Please pull out each line below that contains the word "yellow", and copy every such line in full.

┄┄┄┄┄┄┄┄┄┄

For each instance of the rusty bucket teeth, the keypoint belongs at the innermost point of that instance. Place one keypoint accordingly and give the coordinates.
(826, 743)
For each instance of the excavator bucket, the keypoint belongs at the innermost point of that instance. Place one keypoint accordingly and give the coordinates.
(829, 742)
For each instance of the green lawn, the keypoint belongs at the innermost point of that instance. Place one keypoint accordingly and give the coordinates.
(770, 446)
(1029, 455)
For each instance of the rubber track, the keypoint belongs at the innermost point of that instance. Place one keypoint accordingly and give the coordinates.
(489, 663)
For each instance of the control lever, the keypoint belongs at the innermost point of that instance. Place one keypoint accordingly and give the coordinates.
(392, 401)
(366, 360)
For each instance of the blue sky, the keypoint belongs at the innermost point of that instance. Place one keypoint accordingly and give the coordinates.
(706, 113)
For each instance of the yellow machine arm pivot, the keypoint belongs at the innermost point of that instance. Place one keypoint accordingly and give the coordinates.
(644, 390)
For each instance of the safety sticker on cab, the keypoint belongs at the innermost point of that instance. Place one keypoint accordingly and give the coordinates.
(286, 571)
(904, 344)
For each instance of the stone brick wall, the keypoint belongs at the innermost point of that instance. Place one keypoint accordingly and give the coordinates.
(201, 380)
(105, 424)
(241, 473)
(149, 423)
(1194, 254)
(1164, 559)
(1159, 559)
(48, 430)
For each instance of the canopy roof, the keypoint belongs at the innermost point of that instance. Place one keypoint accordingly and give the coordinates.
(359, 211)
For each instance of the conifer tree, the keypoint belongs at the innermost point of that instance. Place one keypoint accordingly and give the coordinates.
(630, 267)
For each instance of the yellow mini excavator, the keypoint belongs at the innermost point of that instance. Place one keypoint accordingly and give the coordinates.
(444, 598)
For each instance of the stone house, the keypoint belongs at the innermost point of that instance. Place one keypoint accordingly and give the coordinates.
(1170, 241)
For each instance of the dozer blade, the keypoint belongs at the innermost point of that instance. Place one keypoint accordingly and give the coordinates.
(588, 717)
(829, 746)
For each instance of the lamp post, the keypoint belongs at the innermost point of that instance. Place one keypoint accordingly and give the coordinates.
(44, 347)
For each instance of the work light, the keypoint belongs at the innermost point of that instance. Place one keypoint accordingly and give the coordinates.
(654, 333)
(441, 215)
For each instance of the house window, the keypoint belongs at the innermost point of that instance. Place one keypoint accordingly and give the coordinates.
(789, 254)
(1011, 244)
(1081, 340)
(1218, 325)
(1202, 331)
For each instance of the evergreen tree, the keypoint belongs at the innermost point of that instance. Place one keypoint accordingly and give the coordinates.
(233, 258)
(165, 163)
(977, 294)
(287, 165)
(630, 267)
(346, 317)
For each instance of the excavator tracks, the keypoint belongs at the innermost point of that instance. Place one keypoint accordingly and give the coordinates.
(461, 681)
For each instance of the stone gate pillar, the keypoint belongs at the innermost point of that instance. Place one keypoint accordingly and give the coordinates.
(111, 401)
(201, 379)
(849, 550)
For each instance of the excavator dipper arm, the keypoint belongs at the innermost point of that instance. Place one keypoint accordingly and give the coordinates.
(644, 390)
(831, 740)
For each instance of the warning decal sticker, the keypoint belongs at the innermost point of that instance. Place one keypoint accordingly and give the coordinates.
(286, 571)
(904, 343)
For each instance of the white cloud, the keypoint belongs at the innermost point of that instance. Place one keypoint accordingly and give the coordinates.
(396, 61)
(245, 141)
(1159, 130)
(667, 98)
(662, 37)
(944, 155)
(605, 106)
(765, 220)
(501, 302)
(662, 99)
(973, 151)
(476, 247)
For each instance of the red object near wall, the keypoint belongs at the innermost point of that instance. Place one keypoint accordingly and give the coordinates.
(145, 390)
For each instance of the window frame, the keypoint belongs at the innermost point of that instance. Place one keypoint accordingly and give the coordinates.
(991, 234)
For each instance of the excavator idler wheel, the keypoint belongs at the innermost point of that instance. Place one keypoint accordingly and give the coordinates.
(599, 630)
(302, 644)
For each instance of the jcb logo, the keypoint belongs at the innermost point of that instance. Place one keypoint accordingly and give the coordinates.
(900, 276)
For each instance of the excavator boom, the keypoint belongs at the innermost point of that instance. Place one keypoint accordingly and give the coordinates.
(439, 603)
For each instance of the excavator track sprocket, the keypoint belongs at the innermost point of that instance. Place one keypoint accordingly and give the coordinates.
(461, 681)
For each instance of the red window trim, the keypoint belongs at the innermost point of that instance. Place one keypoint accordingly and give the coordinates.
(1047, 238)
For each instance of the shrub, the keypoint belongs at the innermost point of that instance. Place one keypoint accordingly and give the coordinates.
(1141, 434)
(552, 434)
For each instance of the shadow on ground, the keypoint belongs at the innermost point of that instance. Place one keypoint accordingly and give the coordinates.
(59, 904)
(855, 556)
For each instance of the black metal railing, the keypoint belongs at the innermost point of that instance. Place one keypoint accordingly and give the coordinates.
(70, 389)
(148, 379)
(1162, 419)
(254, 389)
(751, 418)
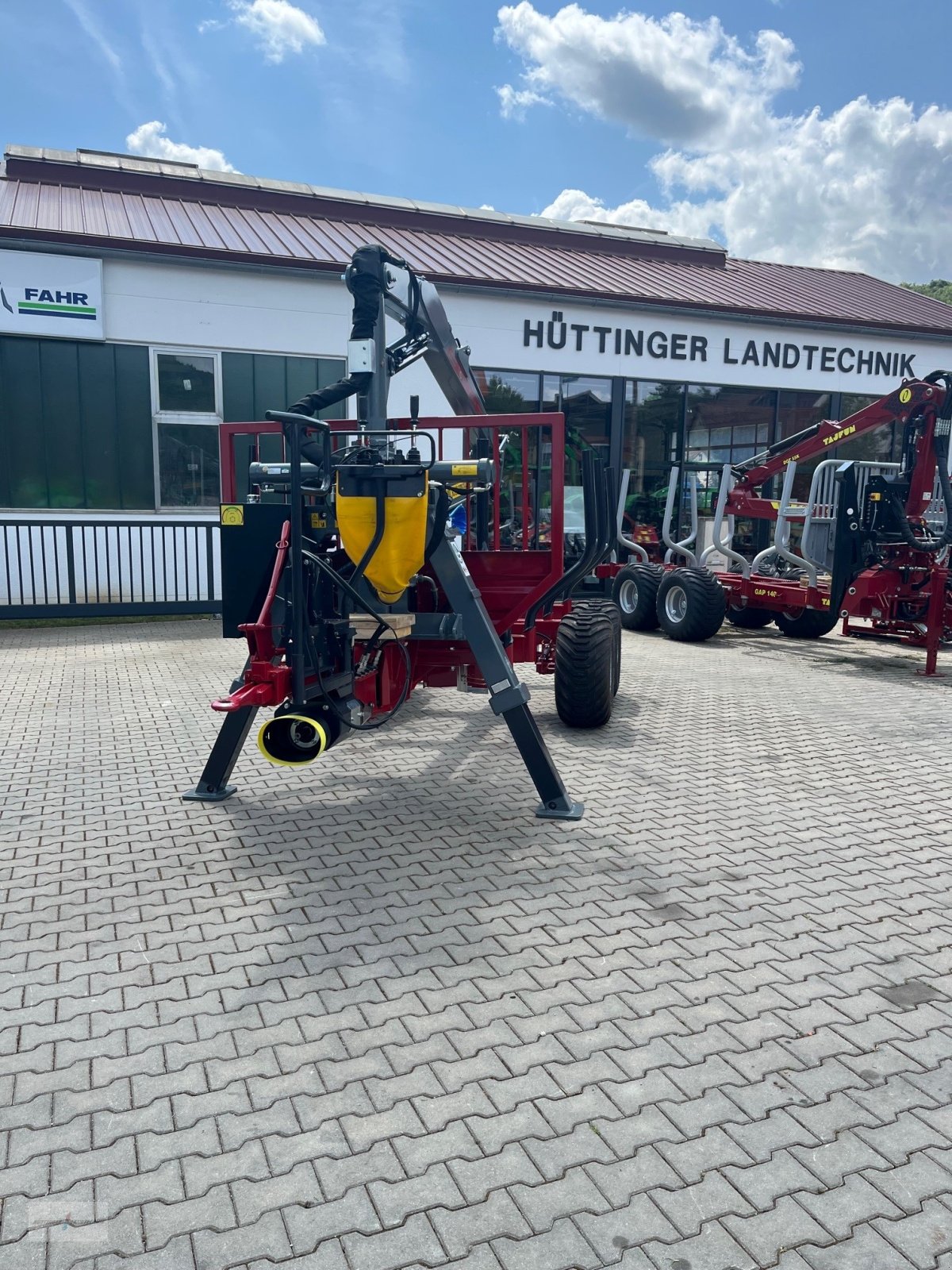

┄┄┄┄┄┄┄┄┄┄

*EXERCISE RESPONSE*:
For each instance of the yellow machine arm pivot, the keypoint belongs at the innermost point of that instance. Place one keypoint accordingly and give the coordinates.
For each instance of the yellow mini excavator, the keypoint belongs at the innermost point of that instance. Place one keypoint accordingly and give the coordinates.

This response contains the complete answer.